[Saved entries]
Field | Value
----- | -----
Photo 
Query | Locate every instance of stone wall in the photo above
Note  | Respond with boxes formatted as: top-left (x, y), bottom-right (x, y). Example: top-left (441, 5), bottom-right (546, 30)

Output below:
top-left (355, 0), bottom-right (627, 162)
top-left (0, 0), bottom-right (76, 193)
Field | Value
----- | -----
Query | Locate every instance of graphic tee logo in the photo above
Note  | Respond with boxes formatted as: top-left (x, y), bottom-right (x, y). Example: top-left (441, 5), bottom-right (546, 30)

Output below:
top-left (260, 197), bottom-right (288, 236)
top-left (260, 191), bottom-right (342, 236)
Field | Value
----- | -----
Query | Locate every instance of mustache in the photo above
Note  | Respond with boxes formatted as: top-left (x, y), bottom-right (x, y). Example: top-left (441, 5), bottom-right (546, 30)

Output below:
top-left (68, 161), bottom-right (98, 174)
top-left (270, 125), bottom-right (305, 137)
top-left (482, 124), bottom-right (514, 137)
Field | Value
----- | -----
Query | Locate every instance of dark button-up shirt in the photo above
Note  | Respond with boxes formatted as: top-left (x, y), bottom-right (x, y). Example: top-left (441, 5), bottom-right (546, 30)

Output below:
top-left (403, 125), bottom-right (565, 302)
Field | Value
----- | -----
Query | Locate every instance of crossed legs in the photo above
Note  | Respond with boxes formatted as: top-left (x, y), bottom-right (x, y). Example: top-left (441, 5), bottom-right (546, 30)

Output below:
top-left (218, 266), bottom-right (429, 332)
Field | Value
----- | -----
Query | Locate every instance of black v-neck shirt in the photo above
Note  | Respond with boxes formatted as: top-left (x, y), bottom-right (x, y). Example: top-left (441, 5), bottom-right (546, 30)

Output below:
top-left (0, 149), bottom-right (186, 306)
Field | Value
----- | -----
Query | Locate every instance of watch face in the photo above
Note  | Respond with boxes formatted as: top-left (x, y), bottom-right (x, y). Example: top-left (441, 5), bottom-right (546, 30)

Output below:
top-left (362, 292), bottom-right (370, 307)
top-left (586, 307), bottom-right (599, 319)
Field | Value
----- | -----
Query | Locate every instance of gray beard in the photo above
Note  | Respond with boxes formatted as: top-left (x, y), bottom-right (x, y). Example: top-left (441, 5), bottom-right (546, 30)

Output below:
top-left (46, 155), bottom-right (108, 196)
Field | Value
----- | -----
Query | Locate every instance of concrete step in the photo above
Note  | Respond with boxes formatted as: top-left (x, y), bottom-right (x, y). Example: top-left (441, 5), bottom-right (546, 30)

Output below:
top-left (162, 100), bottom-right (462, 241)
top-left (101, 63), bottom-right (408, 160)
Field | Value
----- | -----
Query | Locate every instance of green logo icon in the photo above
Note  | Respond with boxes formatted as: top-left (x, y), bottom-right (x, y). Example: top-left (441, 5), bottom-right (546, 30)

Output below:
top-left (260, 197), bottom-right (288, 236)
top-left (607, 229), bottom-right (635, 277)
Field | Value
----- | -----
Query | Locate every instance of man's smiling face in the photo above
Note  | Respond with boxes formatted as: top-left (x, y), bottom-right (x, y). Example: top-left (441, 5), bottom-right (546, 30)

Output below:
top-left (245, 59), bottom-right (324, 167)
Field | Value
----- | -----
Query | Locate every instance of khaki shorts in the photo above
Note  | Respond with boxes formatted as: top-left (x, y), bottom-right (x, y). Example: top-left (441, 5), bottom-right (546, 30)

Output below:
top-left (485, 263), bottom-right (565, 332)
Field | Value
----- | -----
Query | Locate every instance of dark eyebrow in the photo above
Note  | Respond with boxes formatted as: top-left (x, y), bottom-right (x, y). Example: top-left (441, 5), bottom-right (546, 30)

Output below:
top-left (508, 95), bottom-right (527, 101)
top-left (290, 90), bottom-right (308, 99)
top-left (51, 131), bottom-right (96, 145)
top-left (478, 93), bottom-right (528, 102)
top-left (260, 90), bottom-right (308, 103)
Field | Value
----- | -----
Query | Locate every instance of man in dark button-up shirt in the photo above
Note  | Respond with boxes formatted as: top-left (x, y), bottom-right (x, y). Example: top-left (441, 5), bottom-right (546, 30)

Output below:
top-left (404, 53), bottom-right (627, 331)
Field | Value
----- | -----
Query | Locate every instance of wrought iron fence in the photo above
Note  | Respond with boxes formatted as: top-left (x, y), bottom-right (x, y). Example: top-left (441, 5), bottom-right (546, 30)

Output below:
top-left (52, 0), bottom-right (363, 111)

• _SHORT PROBLEM_
Reproduce the listing above with "Locate" replaced by "Find" everywhere it occurs, changing nothing else.

• _SOLUTION TO THIS TASK_
Field | Value
----- | -----
Photo 
Query | Find every instance of stone wall in the photo above
Note  | Respond with boxes formatted as: top-left (x, y), bottom-right (x, y). Example: top-left (441, 5), bottom-right (546, 30)

Output below:
top-left (355, 0), bottom-right (627, 162)
top-left (0, 0), bottom-right (76, 193)
Field | Value
----- | -----
Query | Find every instance of graphic tee logo in the photo above
Note  | Respond with boxes formatted as: top-left (x, y), bottom-right (x, y). Example: top-left (441, 5), bottom-right (546, 30)

Output below:
top-left (260, 197), bottom-right (288, 236)
top-left (260, 191), bottom-right (342, 236)
Field | Value
----- | -----
Query | Find every instance of mustache in the photo above
Note  | Respond with boxes formatted as: top-left (x, y), bottom-right (x, y). Example: top-left (441, 5), bottom-right (546, 30)

Output below:
top-left (68, 161), bottom-right (98, 174)
top-left (270, 125), bottom-right (305, 137)
top-left (482, 124), bottom-right (514, 137)
Field | Value
----- | -----
Query | Find every instance of dark button-up shirt in the photo above
Note  | Respond with boxes formatted as: top-left (x, y), bottom-right (x, y). Example: top-left (441, 5), bottom-right (546, 30)

Output below:
top-left (403, 125), bottom-right (565, 302)
Field | Value
----- | -----
Query | Find every instance of crossed legs in the photo above
Note  | Respond with boxes formatted as: top-left (x, y), bottom-right (x, y). Example: top-left (441, 5), bottom-right (546, 30)

Output below:
top-left (218, 266), bottom-right (429, 332)
Field | Value
----- | -----
Query | Find every instance of black v-neck shirt in the photo above
Note  | Respond with boxes formatted as: top-left (x, y), bottom-right (x, y). Example: top-left (441, 5), bottom-right (546, 30)

Output below:
top-left (0, 149), bottom-right (186, 306)
Field | Value
----- | -----
Query | Find every instance of watch face in the photo above
Note  | Respond with boxes formatted as: top-left (x, y), bottom-right (x, y). Example: top-left (441, 5), bottom-right (546, 30)

Output below:
top-left (362, 292), bottom-right (370, 307)
top-left (586, 307), bottom-right (599, 319)
Field | Value
----- | -----
Query | Find every instance of gray beard in the photo above
Note  | Respond with boxes formatted as: top-left (x, y), bottom-right (x, y). Example: top-left (441, 5), bottom-right (546, 30)

Output below:
top-left (46, 155), bottom-right (108, 196)
Field | Value
----- | -----
Query | Find every instance of concrete step in the photo above
Note  | Respond with boxes formatted as: top-left (x, y), bottom-right (x, y). Example: top-left (441, 5), bottom-right (546, 30)

Output below:
top-left (162, 100), bottom-right (462, 241)
top-left (101, 63), bottom-right (408, 160)
Field | Value
----- | -----
Query | Find every instance of green logo icon in the photo above
Note  | Respond with boxes formatted as: top-left (x, y), bottom-right (x, y). Example: top-left (441, 5), bottom-right (546, 30)

Output below:
top-left (260, 197), bottom-right (288, 236)
top-left (607, 229), bottom-right (635, 277)
Field | Value
----- | -----
Query | Find every instance of man's smiling face in the photo above
Note  | Respond with boxes formatted as: top-left (x, y), bottom-right (x, y). Example: top-left (441, 5), bottom-right (546, 30)

Output below:
top-left (245, 59), bottom-right (324, 167)
Field | Value
----- | -----
Query | Find every instance of khaki shorts in the photo above
Note  | Respond with boxes formatted as: top-left (x, y), bottom-right (x, y). Example: top-left (441, 5), bottom-right (546, 30)

Output below:
top-left (485, 263), bottom-right (565, 332)
Field | Value
----- | -----
Query | Find every instance of dark eyebrow in the photo above
Note  | Respond with boxes formatted as: top-left (x, y), bottom-right (x, y). Example: top-left (441, 5), bottom-right (546, 30)

Output below:
top-left (508, 95), bottom-right (527, 101)
top-left (290, 90), bottom-right (308, 99)
top-left (51, 131), bottom-right (96, 145)
top-left (478, 93), bottom-right (528, 102)
top-left (260, 90), bottom-right (308, 103)
Field | Value
----- | -----
Query | Find every instance of man in dark button-up shirt in the photo above
Note  | Respond with boxes formatted as: top-left (x, y), bottom-right (x, y). Example: top-left (441, 5), bottom-right (546, 30)

Output below:
top-left (404, 53), bottom-right (627, 331)
Field | Value
----- | -----
Query | Find every instance of wrought iron fence in the photo above
Note  | Respond with boxes formatted as: top-left (x, y), bottom-right (x, y). Example: top-left (441, 5), bottom-right (546, 30)

Output below:
top-left (52, 0), bottom-right (363, 111)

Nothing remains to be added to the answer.